### Problem description:
Convert every line of the items into a Markdown table with the columns "Row" and "Line," skipping blank lines and leaving the pictures out of your answer.

— start of Data shown —

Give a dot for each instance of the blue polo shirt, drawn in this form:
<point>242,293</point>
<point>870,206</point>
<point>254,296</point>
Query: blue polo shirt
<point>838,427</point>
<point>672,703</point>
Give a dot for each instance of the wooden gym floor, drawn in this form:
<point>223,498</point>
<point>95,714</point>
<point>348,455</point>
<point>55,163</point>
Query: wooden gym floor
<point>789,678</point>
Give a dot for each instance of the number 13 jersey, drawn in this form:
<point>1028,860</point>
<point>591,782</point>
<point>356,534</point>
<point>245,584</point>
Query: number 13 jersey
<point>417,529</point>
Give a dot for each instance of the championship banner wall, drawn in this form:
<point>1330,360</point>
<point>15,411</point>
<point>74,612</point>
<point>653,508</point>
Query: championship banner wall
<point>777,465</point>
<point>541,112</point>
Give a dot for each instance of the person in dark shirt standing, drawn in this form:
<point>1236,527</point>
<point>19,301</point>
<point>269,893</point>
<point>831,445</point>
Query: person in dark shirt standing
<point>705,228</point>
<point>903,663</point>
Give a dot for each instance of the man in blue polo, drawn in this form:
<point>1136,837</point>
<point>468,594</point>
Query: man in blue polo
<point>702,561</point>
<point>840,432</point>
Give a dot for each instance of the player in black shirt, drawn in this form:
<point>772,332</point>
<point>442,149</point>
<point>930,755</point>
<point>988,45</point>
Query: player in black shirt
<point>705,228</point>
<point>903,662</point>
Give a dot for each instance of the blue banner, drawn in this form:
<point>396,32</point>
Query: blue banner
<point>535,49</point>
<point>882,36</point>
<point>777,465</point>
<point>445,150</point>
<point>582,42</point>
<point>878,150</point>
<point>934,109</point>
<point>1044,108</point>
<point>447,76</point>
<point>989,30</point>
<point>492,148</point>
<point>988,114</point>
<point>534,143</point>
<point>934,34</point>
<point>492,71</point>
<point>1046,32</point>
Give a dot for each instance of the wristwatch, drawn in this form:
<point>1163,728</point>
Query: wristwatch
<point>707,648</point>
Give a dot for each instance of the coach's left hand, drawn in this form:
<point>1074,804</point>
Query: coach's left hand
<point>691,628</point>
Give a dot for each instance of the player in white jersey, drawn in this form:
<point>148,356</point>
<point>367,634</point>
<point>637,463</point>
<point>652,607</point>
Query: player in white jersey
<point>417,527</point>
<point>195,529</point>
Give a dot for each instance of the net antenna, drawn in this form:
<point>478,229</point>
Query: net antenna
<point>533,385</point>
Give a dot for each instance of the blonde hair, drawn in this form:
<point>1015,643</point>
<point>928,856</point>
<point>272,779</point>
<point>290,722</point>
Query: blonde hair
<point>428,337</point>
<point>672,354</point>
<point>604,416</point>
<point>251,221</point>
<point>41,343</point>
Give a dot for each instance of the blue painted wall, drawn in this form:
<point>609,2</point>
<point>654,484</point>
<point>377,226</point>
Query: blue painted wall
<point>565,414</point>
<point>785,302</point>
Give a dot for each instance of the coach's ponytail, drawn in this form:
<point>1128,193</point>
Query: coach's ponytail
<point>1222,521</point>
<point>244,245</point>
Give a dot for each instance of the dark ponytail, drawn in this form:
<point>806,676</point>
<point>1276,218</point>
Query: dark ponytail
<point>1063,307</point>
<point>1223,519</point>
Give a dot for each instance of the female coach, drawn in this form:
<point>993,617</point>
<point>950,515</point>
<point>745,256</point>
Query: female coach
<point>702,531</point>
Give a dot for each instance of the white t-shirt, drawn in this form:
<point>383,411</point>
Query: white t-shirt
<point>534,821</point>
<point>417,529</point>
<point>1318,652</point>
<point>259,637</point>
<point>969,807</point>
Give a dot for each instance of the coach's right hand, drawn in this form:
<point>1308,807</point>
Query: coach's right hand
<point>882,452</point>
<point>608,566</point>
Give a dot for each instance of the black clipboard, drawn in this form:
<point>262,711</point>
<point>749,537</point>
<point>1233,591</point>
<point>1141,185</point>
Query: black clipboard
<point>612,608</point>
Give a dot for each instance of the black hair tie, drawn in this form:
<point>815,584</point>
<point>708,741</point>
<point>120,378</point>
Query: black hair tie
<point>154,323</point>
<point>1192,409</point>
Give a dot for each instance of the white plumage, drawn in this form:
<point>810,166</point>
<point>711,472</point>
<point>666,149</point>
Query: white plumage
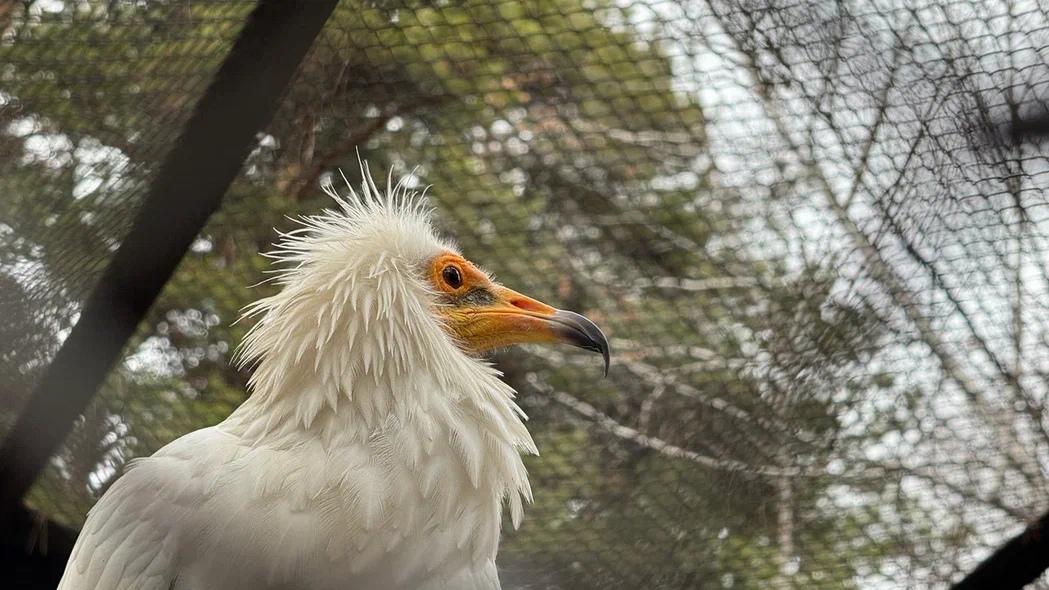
<point>377,449</point>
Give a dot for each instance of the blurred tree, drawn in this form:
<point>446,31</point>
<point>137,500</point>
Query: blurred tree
<point>562,155</point>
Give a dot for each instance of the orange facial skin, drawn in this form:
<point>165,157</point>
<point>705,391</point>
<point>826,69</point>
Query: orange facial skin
<point>483,315</point>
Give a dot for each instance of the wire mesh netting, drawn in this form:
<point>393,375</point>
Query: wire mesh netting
<point>814,232</point>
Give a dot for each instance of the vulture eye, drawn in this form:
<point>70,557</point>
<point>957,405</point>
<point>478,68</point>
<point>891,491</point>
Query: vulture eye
<point>452,276</point>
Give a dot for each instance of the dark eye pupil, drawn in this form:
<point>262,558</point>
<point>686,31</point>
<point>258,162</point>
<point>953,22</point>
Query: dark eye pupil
<point>452,277</point>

— end of Data shown —

### Reply to the task:
| Row | Line |
|---|---|
| 1 | Give a dot for each instance of the blue polo shirt, drawn in this form: |
| 2 | <point>242,293</point> |
| 3 | <point>870,206</point> |
| 4 | <point>254,296</point> |
| 5 | Query: blue polo shirt |
| 6 | <point>838,427</point> |
| 7 | <point>672,703</point> |
| 8 | Give a dot for each instance of the wooden gym floor, drawn in this form: |
| 9 | <point>223,498</point> |
| 10 | <point>95,714</point> |
| 11 | <point>348,455</point> |
| 12 | <point>55,163</point> |
| 13 | Query: wooden gym floor |
| 14 | <point>789,678</point> |
| 15 | Give a dot for each instance of the number 13 jersey, drawn in this form: |
| 16 | <point>1028,860</point> |
| 17 | <point>591,782</point> |
| 18 | <point>356,534</point> |
| 19 | <point>245,584</point> |
| 20 | Query: number 13 jersey |
| 21 | <point>417,529</point> |
| 22 | Give a dot for each instance of the championship banner wall, drawn in this form: |
| 23 | <point>1330,360</point> |
| 24 | <point>15,411</point> |
| 25 | <point>74,612</point> |
| 26 | <point>653,508</point> |
| 27 | Query: championship banner wall |
| 28 | <point>777,465</point> |
| 29 | <point>541,112</point> |
| 30 | Give a dot for each instance of the person in dark shirt standing, drawn in this form: |
| 31 | <point>1236,527</point> |
| 32 | <point>19,301</point> |
| 33 | <point>269,893</point> |
| 34 | <point>831,445</point> |
| 35 | Query: person in dark shirt standing |
| 36 | <point>705,228</point> |
| 37 | <point>903,663</point> |
| 38 | Give a dot for each instance of the man in blue polo, drawn in this form: |
| 39 | <point>1136,837</point> |
| 40 | <point>468,594</point> |
| 41 | Query: man in blue polo |
| 42 | <point>702,561</point> |
| 43 | <point>840,432</point> |
| 44 | Give a dot for each instance of the player in black shirt, drawn in this form: |
| 45 | <point>772,332</point> |
| 46 | <point>442,149</point> |
| 47 | <point>930,755</point> |
| 48 | <point>988,45</point> |
| 49 | Query: player in black shirt |
| 50 | <point>705,228</point> |
| 51 | <point>903,662</point> |
| 52 | Give a dot for each instance of the blue banner, drawn in this form: |
| 53 | <point>396,32</point> |
| 54 | Query: blue banner |
| 55 | <point>535,49</point> |
| 56 | <point>882,36</point> |
| 57 | <point>777,465</point> |
| 58 | <point>445,150</point> |
| 59 | <point>582,42</point> |
| 60 | <point>878,150</point> |
| 61 | <point>934,109</point> |
| 62 | <point>1044,108</point> |
| 63 | <point>447,76</point> |
| 64 | <point>989,30</point> |
| 65 | <point>492,148</point> |
| 66 | <point>988,114</point> |
| 67 | <point>534,143</point> |
| 68 | <point>934,34</point> |
| 69 | <point>492,71</point> |
| 70 | <point>1046,32</point> |
| 71 | Give a dot for each instance of the wristwatch, drawn in this form: |
| 72 | <point>1163,728</point> |
| 73 | Query: wristwatch |
| 74 | <point>707,648</point> |
| 75 | Give a dot for each instance of the coach's left hand, drawn in this form: |
| 76 | <point>1074,804</point> |
| 77 | Query: coach's left hand |
| 78 | <point>691,628</point> |
| 79 | Give a dot for each instance of the player in white jersey, drawn in this form: |
| 80 | <point>148,356</point> |
| 81 | <point>367,634</point> |
| 82 | <point>637,463</point> |
| 83 | <point>652,607</point> |
| 84 | Query: player in white jersey |
| 85 | <point>417,527</point> |
| 86 | <point>195,529</point> |
| 87 | Give a dot for each instance of the net antenna, drawn in this form: |
| 88 | <point>478,229</point> |
| 89 | Query: net antenna |
| 90 | <point>533,385</point> |
| 91 | Give a dot for each instance of the blonde hair, drawn in this form: |
| 92 | <point>1015,643</point> |
| 93 | <point>928,856</point> |
| 94 | <point>272,779</point> |
| 95 | <point>290,722</point> |
| 96 | Query: blonde hair |
| 97 | <point>428,337</point> |
| 98 | <point>672,354</point> |
| 99 | <point>604,416</point> |
| 100 | <point>251,221</point> |
| 101 | <point>41,343</point> |
| 102 | Give a dot for each instance of the blue painted wall, drawn in this form: |
| 103 | <point>609,2</point> |
| 104 | <point>654,484</point> |
| 105 | <point>377,226</point> |
| 106 | Query: blue painted wall |
| 107 | <point>565,414</point> |
| 108 | <point>785,302</point> |
| 109 | Give a dot for each instance of the coach's ponytail, drawn in this form: |
| 110 | <point>1128,193</point> |
| 111 | Query: coach's ponytail |
| 112 | <point>1222,521</point> |
| 113 | <point>244,245</point> |
| 114 | Give a dot for each instance of the dark ponytail, drawn in this form: |
| 115 | <point>806,676</point> |
| 116 | <point>1276,218</point> |
| 117 | Query: dark ponytail |
| 118 | <point>1063,307</point> |
| 119 | <point>1223,519</point> |
| 120 | Give a dot for each instance of the female coach, drawn in this form: |
| 121 | <point>993,617</point> |
| 122 | <point>950,515</point> |
| 123 | <point>745,256</point> |
| 124 | Query: female coach |
| 125 | <point>702,531</point> |
| 126 | Give a dot for each instance of the white t-shirt, drawn in this form: |
| 127 | <point>383,411</point> |
| 128 | Query: white t-shirt |
| 129 | <point>534,821</point> |
| 130 | <point>417,529</point> |
| 131 | <point>1318,652</point> |
| 132 | <point>259,637</point> |
| 133 | <point>969,807</point> |
| 134 | Give a dot for each instance of the coach's right hand, drawn in this form: |
| 135 | <point>1308,807</point> |
| 136 | Query: coach's right hand |
| 137 | <point>882,452</point> |
| 138 | <point>608,566</point> |
| 139 | Give a dot for each instance of the black clipboard, drawn in this form: |
| 140 | <point>262,711</point> |
| 141 | <point>749,537</point> |
| 142 | <point>1233,591</point> |
| 143 | <point>1141,185</point> |
| 144 | Query: black clipboard |
| 145 | <point>612,608</point> |
| 146 | Give a dot for each instance of the black hair tie, drawn in this form: |
| 147 | <point>815,584</point> |
| 148 | <point>708,741</point> |
| 149 | <point>120,378</point> |
| 150 | Query: black hair tie |
| 151 | <point>154,323</point> |
| 152 | <point>1192,409</point> |
| 153 | Give a dot for each instance of the white plumage, drawn in this form: |
| 154 | <point>810,166</point> |
| 155 | <point>711,472</point> |
| 156 | <point>666,149</point> |
| 157 | Query: white plumage |
| 158 | <point>377,449</point> |
| 159 | Give a dot for each instance of the blurred tree, drawn in this form: |
| 160 | <point>446,31</point> |
| 161 | <point>137,500</point> |
| 162 | Query: blurred tree |
| 163 | <point>562,155</point> |
| 164 | Give a dot for each instance of the orange facial skin, drawn in this form: |
| 165 | <point>165,157</point> |
| 166 | <point>705,391</point> |
| 167 | <point>826,69</point> |
| 168 | Query: orange facial skin |
| 169 | <point>483,315</point> |
| 170 | Give a dot for each instance of the wire mesh netting, drawn in this form: |
| 171 | <point>393,375</point> |
| 172 | Query: wire mesh netting |
| 173 | <point>814,232</point> |
| 174 | Give a dot for each instance of the vulture eye, drawn in this form: |
| 175 | <point>70,557</point> |
| 176 | <point>957,405</point> |
| 177 | <point>478,68</point> |
| 178 | <point>891,491</point> |
| 179 | Query: vulture eye |
| 180 | <point>452,276</point> |
| 181 | Give a dot for each instance of the dark eye pupil, drawn in this form: |
| 182 | <point>262,558</point> |
| 183 | <point>686,31</point> |
| 184 | <point>258,162</point> |
| 185 | <point>953,22</point> |
| 186 | Query: dark eye pupil |
| 187 | <point>452,277</point> |